BEGIN Document segment

Migration memory usage depends on batch size:

Batch Size	BM25	Unified
100	~50MB	~100MB
1000	~200MB	~500MB
5000	~800MB	~2GB

For memory-constrained systems, use smaller batches.

Compatibility¶

Schema Compatibility¶

The target index must support all field types in the source schema.

Fully Compatible:

ID, TEXT, KEYWORD, NUMERIC, DATETIME, BOOLEAN
All analyzers (StandardAnalyzer, StemmingAnalyzer, etc.)
Stored and indexed fields

Partially Compatible:

Custom field types may need adjustment
Some FileStorage-specific features not available in BM25

Field Mapping¶

All standard semlix fields migrate automatically:

# Source schema
schema = Schema(
    id=ID(stored=True),
    title=TEXT(stored=True, analyzer=StandardAnalyzer()),
    content=TEXT(stored=True),
    tags=KEYWORD(stored=True),
    price=NUMERIC(stored=True),
    published=DATETIME(stored=True)
)

# Migrates to BM25 with same schema
migrate_to_bm25("old_index", "new_index")

# All fields preserved with same types and analyzers

Data Integrity¶

Verification¶

Always verify migration success:

from semlix.index import open_dir
from semlix.bm25 import open_bm25_index

old_ix = open_dir("old_index")
new_ix = open_bm25_index("new_index")

# Check document count
assert old_ix.doc_count() == new_ix.doc_count(), "Document count mismatch"

# Verify schema
assert old_ix.schema == new_ix.schema, "Schema mismatch"

# Spot check documents
with old_ix.searcher() as s1, new_ix.searcher() as s2:
    for i in range(min(100, old_ix.doc_count())):
        old_doc = s1.stored_fields(i)
        new_doc = s2.stored_fields(i)

        assert old_doc == new_doc, f"Document {i} mismatch"

print("✓ Migration verification passed")

Rollback¶

Keep the original index until migration is verified:

# 1. Migrate to new index
migrate_to_bm25("production_index", "new_bm25_index")

# 2. Test new index thoroughly
test_new_index("new_bm25_index")

# 3. Switch application to new index
deploy_with_new_index()

# 4. Monitor for 24-48 hours

# 5. Only then remove old index
# shutil.rmtree("production_index")  # Wait until confident

Backup¶

Always backup before migration:

import shutil
import datetime

# Create timestamped backup
timestamp = datetime.datetime.now().strftime("%Y%m%d_%H%M%S")
backup_name = f"production_index_backup_{timestamp}"

shutil.copytree("production_index", backup_name)

# Now safe to migrate
migrate_to_bm25("production_index", "new_bm25_index")

Common Issues¶

Schema Mismatch¶

Problem: Source schema has custom field types not supported by target

Solution: Create compatible schema manually:

from semlix.fields import Schema, TEXT, ID
from semlix.bm25 import create_bm25_index

# Create compatible schema
new_schema = Schema(
    id=ID(stored=True),
    content=TEXT(stored=True)  # Simplified from complex field
)

target = create_bm25_index("new_index", new_schema)

# Custom migration with field mapping
# ... map source fields to target fields ...

Memory Errors¶

Problem: Migration runs out of memory

Solutions:

Reduce batch size:

migrate_to_bm25(
    source_dir="old_index",
    target_dir="new_index",
    batch_size=100  # Smaller batches
)

END Document segment
BEGIN Record list

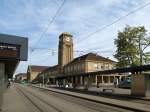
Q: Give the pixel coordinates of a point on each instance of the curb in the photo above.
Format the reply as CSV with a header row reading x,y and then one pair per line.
x,y
106,103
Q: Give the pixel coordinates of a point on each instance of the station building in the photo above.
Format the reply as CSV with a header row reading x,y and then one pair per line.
x,y
68,67
20,77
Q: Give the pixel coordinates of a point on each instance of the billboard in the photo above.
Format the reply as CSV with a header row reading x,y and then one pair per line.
x,y
9,51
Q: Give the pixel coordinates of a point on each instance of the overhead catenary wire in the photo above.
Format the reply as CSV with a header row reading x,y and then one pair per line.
x,y
117,20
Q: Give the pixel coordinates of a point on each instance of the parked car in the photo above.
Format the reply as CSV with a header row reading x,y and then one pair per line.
x,y
125,84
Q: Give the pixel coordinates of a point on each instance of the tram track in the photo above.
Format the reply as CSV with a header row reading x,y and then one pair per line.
x,y
107,104
38,98
88,104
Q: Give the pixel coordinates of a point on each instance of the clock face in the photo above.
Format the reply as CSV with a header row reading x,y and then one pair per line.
x,y
67,39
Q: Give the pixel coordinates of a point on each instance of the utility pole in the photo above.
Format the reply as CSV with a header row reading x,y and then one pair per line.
x,y
141,52
43,79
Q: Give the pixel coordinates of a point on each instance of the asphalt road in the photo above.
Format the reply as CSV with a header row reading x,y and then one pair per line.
x,y
37,100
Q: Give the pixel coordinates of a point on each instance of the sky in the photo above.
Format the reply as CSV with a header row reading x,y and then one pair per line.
x,y
30,18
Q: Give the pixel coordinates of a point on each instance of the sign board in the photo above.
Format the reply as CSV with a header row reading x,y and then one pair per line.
x,y
9,51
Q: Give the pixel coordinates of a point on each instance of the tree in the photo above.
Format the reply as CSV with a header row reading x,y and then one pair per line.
x,y
131,45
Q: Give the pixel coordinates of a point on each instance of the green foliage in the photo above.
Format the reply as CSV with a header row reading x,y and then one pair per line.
x,y
131,43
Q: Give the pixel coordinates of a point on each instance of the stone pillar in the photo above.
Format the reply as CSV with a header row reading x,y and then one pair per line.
x,y
109,79
81,82
138,86
2,75
96,80
102,80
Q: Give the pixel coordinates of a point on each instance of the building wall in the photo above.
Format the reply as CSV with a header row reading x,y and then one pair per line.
x,y
92,66
75,68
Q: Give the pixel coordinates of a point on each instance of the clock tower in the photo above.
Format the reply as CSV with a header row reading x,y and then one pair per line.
x,y
65,51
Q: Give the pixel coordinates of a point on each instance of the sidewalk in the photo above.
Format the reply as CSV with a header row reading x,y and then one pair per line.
x,y
12,101
113,102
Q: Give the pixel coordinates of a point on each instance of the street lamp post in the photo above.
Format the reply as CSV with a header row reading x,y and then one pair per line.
x,y
43,79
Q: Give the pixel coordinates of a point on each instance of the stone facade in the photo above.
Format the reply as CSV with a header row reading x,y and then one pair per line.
x,y
69,67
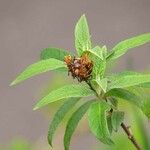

END Record list

▸ Tasks:
1. Reproduce the passage of the index migration guide between "# Verify schema" and "old_doc = s1.stored_fields(i)", inclusive.
2. Which field types does the index migration guide list as fully compatible?
3. Write the next part of the index migration guide, picking up where it stops.

▸ Expected answers:
1.
# Verify schema
assert old_ix.schema == new_ix.schema, "Schema mismatch"

# Spot check documents
with old_ix.searcher() as s1, new_ix.searcher() as s2:
    for i in range(min(100, old_ix.doc_count())):
        old_doc = s1.stored_fields(i)

2. ID, TEXT, KEYWORD, NUMERIC, DATETIME, BOOLEAN

3.
Use incremental migration (see Incremental Migration above)
Increase system memory or swap space

PostgreSQL Connection Errors¶

Problem: “Too many connections” error during unified migration

Solutions:

Increase connection pool size:

from semlix.semantic.stores import PgVectorStore

vector_store = PgVectorStore(
    connection_string=pg_url,
    pool_size=5  # Reduce from default 10
)

Close connections properly (use context managers)
Increase PostgreSQL max_connections setting

Document Count Mismatch¶

Problem: Target index has fewer documents than source

Causes:

Migration was interrupted
Some documents failed to migrate
Filter was applied (in custom migration)

Solutions:

Check migration logs for errors
Re-run migration from scratch
Use verification script to identify missing documents

Examples¶

Complete BM25 Migration¶

from semlix.tools import migrate_to_bm25
from semlix.index import open_dir
from semlix.bm25 import open_bm25_index

print("Starting migration...")

# Migrate
migrate_to_bm25(
    source_dir="whoosh_index",
    target_dir="bm25_index",
    batch_size=1000,
    verbose=True
)

# Verify
old_ix = open_dir("whoosh_index")
new_ix = open_bm25_index("bm25_index")

print(f"Old index: {old_ix.doc_count()} documents")
print(f"New index: {new_ix.doc_count()} documents")

assert old_ix.doc_count() == new_ix.doc_count()
print("✓ Migration successful!")

Complete Unified Migration¶

from semlix.tools import migrate_to_unified
from semlix.semantic import SentenceTransformerProvider
from semlix.unified import open_unified_index

# Setup
embedder = SentenceTransformerProvider("all-MiniLM-L6-v2")
pg_url = "postgresql://localhost/mydb"

print(f"Using embedder: {embedder.model_name}")
print(f"Dimension: {embedder.dimension}")

# Migrate
migrate_to_unified(
    source_dir="whoosh_index",
    target_dir="unified_index",
    connection_string=pg_url,
    embedder=embedder,
    vector_store_path="old_vectors.pkl",
    batch_size=100,
    verbose=True
)

# Test
ix = open_unified_index("unified_index", embedder)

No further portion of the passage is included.